_Deine Aufgabe_.
Wie geht der folgende Bericht über die Forschungskooperation der Firma Seidel mit der Marburger Universität nach seinem letzten Satz weiter? Führe ihn fort.

[Lesetext]

13.11.2006
Forschen mit dem Weltmarktführer
BMBF fördert Kooperation zwischen Marburger Industrieunternehmen und der Universität – 500.000 Euro fließen an den Fachbereich Chemie
Das ist bislang einmalig in der Region: eine vom Bundesforschungsministerium (BMBF) geförderte Kooperation zwischen einem Industrieunternehmen und den mittelhessischen Universitäten. Nun aber ist das Projekt bereits am Laufen: Rund 1,3 Millionen Euro flossen Ende Oktober an die Marburger Firma Seidel, die im Bereich der Oberflächenveredelung von Materialien tätig ist und einen Jahresumsatz von rund fünfzig Millionen Euro erzielt, darüber hinaus teilen sich drei Arbeitsgruppen – zwei aus der Marburger Chemie und eine aus Gießen – einen Betrag von 750.000 Euro. „Seidel hat in Fronhausen bereits eine sechshundert Quadratmeter große Halle errichtet“, so der Marburger Chemieprofessor Joachim H. Wendorff. „Dort wird in diesen Tagen eine rund dreißig Meter lange Versuchsanlage installiert, an der wir bald werden arbeiten können.“
Konkret geht es um neue Verfahren für die Herstellung von
Designartikeln für die Kosmetikindustrie – ein Bereich, in dem Seidel
Weltmarktführer ist und unter anderem für Marken wie Boss oder Puma
arbeitet. „Mit Hilfe der materialwissenschaftlichen Verfahren, die mein
Kollege Andreas Greiner und ich entwickelt haben, wollen wir diese
Obeflächen mit feinsten Strukturen aus Nanofilmen und Nanofasern
versehen und dabei dieselben optischen Effekte erzielen, für die sonst
viel mehr Material erforderlich ist.“ Basis ihrer Forschung ist unter
anderem das von Seidel bereits verwendete „Eloxal-Verfahren“: Dabei
wird Rohaluminium durch einen elektrochemischen Prozess mit einer
Oxidschicht überzogen. In dessen nanometergroßen Poren kann schließlich
Farbe eingelagert werden, zudem lässt sich die Oberfläche chemisch
glätten und so optisch ansprechend gestalten. Auch die Beständigkeit
der Oberfläche wird hierdurch erhöht.

[/Lesetext]
[Gegebene Daten]

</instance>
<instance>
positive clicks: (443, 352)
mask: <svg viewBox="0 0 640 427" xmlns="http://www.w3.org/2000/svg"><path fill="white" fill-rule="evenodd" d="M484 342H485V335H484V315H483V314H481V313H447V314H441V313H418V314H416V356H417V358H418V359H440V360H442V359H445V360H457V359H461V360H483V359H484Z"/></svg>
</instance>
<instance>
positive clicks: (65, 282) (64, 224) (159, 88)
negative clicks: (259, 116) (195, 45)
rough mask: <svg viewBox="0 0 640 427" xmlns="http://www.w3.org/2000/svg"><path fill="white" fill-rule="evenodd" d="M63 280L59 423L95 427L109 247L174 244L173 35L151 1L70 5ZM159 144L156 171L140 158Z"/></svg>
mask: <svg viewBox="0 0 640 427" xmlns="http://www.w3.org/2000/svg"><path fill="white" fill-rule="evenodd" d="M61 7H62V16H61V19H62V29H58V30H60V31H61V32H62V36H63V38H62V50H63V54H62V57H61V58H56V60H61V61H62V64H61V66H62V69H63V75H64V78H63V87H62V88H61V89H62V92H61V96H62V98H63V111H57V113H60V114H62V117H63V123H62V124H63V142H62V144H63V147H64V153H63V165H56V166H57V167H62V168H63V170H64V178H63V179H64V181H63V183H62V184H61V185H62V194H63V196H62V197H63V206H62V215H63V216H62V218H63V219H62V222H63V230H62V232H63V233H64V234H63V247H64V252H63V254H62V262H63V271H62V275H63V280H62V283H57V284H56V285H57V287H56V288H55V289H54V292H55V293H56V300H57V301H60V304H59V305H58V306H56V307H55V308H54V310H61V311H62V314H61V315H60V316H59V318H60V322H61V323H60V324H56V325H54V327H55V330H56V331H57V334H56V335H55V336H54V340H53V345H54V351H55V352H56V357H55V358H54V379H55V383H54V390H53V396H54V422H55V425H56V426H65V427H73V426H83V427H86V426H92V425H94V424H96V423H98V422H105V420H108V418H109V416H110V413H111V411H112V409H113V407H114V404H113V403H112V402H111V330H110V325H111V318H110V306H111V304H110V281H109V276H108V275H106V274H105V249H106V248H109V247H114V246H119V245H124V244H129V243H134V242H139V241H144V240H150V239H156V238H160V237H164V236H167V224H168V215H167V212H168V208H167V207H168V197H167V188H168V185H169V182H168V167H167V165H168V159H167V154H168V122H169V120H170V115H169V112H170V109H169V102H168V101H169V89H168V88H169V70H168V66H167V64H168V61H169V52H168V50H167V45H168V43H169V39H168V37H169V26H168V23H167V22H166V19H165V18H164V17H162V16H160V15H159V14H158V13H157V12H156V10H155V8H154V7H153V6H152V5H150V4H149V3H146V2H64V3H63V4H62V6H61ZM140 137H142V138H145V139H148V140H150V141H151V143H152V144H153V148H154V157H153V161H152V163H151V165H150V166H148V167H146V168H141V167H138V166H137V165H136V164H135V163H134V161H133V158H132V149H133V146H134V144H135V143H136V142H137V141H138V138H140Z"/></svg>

[/Gegebene Daten]

_Lösungsteil_.
Selbstreinigungseffekte sollen Fingerabdrücke verschwinden lassen
Die Förderung des BMBF im Rahmen des Programms Wing (Werkstoffinnovationen für Industrie und Gesellschaft) zielt darauf, die klassische Materialforschung mit der Basisdisziplin Chemie und der Nanotechnologie zu integrieren. Insbesondere stehen dabei auch Materialersparnis und Recylingfähigkeit im Mittelpunkt der Bemühungen.
Darüber hinaus aber wollen Wendorff und Greiner, die mit ihrem
Kollegen Professor Dr. Michael Fröba vom Institut für Anorganische und
Analytische Chemie der Universität Gießen einen Experten für die
Behandlung von Aluminium mit im Boot haben, auch weitere Möglichkeiten
ausloten: Künftig könnten Fingerabdrücke auf Kosmetikgefäßen dank
Selbstreinigungseffekten wie von selbst wieder verschwinden oder
Aluminium sich warm statt kalt anfühlen.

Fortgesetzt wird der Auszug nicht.